WRITTEN PROBLEM – Reproduce the complete listing without any deviation.

ITEMS –
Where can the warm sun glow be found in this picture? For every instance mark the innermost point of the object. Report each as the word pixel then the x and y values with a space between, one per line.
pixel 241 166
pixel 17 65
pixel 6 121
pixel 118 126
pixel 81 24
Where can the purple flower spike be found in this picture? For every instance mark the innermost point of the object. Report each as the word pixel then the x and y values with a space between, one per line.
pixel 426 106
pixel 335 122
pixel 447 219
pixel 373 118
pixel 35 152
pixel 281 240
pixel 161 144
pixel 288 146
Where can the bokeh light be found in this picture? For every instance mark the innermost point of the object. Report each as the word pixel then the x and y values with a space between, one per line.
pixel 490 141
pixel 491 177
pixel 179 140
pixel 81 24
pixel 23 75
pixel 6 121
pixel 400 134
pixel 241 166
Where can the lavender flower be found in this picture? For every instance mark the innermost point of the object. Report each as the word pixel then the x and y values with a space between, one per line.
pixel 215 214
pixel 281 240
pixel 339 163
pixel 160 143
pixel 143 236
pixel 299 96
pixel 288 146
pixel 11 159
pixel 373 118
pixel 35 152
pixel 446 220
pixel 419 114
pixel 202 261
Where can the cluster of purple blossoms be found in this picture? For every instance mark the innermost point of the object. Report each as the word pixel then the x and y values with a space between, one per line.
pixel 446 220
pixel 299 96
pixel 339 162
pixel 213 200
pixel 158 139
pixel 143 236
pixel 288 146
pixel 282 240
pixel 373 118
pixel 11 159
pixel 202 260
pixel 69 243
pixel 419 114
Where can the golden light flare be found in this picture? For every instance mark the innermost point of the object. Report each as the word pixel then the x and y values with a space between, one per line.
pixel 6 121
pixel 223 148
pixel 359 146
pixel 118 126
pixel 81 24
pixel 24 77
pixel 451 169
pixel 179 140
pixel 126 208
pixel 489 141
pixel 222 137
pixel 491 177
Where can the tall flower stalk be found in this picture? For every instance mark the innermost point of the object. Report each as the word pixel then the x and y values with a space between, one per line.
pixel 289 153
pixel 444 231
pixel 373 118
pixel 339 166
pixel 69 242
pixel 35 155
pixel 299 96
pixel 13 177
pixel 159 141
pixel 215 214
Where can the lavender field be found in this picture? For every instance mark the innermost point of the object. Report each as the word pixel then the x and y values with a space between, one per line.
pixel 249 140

REPLY –
Where can the warm sun glow be found in this picture? For every instance mark the innermost point of the object. Report each as the word pixel then the x and y values with a space between, one per line.
pixel 241 166
pixel 17 65
pixel 6 121
pixel 118 126
pixel 81 24
Where can the purple flower spike be found in this picture? For every instance mark the innermost point of the object. Report each as the word pixel then the x and y values with a space between, one per line.
pixel 426 106
pixel 335 122
pixel 447 219
pixel 373 118
pixel 35 152
pixel 281 240
pixel 161 144
pixel 288 146
Where can the bokeh light be found in this picture? For every instance mark the innermost point of the object. Report each as the word pixel then the x and y values with a space between, one per line.
pixel 490 141
pixel 491 177
pixel 179 140
pixel 81 24
pixel 23 75
pixel 6 121
pixel 400 134
pixel 241 166
Where can the lavender flower be found in this picture? For every instance mark the innermost point of the object. Report each as the word pixel then the x and y values with a space between, one per line.
pixel 215 214
pixel 281 240
pixel 339 163
pixel 160 143
pixel 143 236
pixel 299 96
pixel 288 146
pixel 11 159
pixel 373 118
pixel 35 152
pixel 446 220
pixel 419 114
pixel 202 261
Where can the cluster of purple blossoms be found in this picture? For every instance mark the innermost point of the object. Report each as the word pixel then the x and y values with a space between, one per line.
pixel 446 220
pixel 299 96
pixel 339 162
pixel 213 200
pixel 158 139
pixel 143 236
pixel 288 146
pixel 282 240
pixel 373 118
pixel 11 159
pixel 202 260
pixel 69 243
pixel 419 114
Where can the golden light flare be found in this picture? For every instance mark the innermost point of the object. Report each as the word pixel then the x and y values with a space between, one per line.
pixel 6 121
pixel 223 148
pixel 359 146
pixel 118 126
pixel 81 24
pixel 24 77
pixel 451 169
pixel 179 140
pixel 126 208
pixel 489 141
pixel 222 137
pixel 491 177
Where can the tall flower stalk be found in this picture? For every instance mark the innermost point of the object. Report each as the word pixel then the x and y values with a space between, one per line.
pixel 289 153
pixel 444 231
pixel 373 118
pixel 339 166
pixel 69 242
pixel 35 155
pixel 299 96
pixel 13 177
pixel 159 141
pixel 215 214
Where can the lavender field be found in this picture? For every instance mark the innermost point of the object. Report each as the word pixel then the x and y values with a space between, one per line.
pixel 249 140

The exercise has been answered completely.